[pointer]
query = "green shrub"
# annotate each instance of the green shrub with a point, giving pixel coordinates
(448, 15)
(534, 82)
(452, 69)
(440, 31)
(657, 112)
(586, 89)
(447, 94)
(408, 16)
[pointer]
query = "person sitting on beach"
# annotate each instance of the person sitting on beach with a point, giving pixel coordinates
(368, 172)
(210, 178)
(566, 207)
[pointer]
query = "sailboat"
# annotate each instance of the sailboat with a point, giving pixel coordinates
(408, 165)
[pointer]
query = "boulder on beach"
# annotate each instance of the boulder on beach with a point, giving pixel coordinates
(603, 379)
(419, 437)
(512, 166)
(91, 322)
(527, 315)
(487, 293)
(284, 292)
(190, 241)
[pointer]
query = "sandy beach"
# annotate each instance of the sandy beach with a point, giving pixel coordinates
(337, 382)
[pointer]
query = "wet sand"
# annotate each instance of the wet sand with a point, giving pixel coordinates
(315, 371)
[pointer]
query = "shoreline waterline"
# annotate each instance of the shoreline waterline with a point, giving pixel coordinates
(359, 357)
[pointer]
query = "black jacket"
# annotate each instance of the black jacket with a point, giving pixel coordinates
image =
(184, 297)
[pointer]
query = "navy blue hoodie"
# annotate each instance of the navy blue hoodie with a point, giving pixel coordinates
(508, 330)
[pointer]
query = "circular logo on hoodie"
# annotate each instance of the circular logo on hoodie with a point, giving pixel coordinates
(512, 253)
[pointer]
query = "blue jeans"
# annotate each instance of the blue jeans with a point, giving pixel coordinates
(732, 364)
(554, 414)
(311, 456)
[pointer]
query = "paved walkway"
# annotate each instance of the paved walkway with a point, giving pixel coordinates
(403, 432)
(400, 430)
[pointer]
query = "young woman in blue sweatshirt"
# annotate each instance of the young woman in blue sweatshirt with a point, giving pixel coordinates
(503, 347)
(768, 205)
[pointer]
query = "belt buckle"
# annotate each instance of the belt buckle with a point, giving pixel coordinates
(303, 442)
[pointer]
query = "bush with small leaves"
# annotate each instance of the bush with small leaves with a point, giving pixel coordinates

________________________

### WORK TO COMPLETE
Your task is to write out every record exactly.

### SOLUTION TO THIS EXERCISE
[pointer]
query = "green shrub"
# annotate each instance of the green shrub with a point, giving pixel coordinates
(448, 15)
(534, 82)
(452, 69)
(440, 31)
(657, 112)
(586, 89)
(447, 94)
(408, 16)
[pointer]
query = "person sitting on beach"
# annotate each instance of the person sitting on beach with a point, giving pixel coordinates
(368, 172)
(210, 178)
(566, 207)
[pointer]
query = "sailboat"
# annotate each instance of the sailboat with a point, giving pixel coordinates
(408, 165)
[pointer]
query = "boulder on beach"
# annotate each instance of the boulder on beach with a point, giving pixel coordinates
(603, 379)
(419, 437)
(512, 166)
(91, 322)
(527, 315)
(487, 293)
(284, 292)
(190, 241)
[pointer]
query = "sandy beach"
# annotate each instance of the sandy beach with a point, giving pixel coordinates
(337, 382)
[pointer]
query = "wet sand"
# annotate each instance of the wet sand with a point, giving pixel coordinates
(315, 371)
[pointer]
query = "shoreline waterline"
# annotate each instance of the shoreline waterline with a point, giving pixel coordinates
(359, 357)
[pointer]
query = "black jacket"
# annotate each instance of the black jacket with a point, giving pixel coordinates
image =
(184, 297)
[pointer]
query = "navy blue hoodie"
# annotate each instance of the navy blue hoodie with a point, giving pixel coordinates
(508, 330)
[pointer]
query = "circular logo on hoodie"
# annotate each instance of the circular logo on hoodie with a point, giving pixel coordinates
(512, 253)
[pointer]
query = "blue jeans"
# annotate each instance of the blue jeans with a point, giving pixel coordinates
(732, 364)
(554, 414)
(311, 456)
[pointer]
query = "paved walkway"
# annotate each instance of the paved walkway with a point, giving pixel coordinates
(403, 432)
(400, 430)
[pointer]
query = "young woman in blue sweatshirt"
# annotate each instance of the young woman in blue sweatshirt with a point, giving pixel coordinates
(503, 347)
(768, 205)
[pointer]
query = "belt buckle"
# annotate each instance of the belt buckle with a point, giving pixel coordinates
(303, 442)
[pointer]
query = "bush with small leaves"
# annotate each instance of the bush with small leaves with a point, giving pixel coordinates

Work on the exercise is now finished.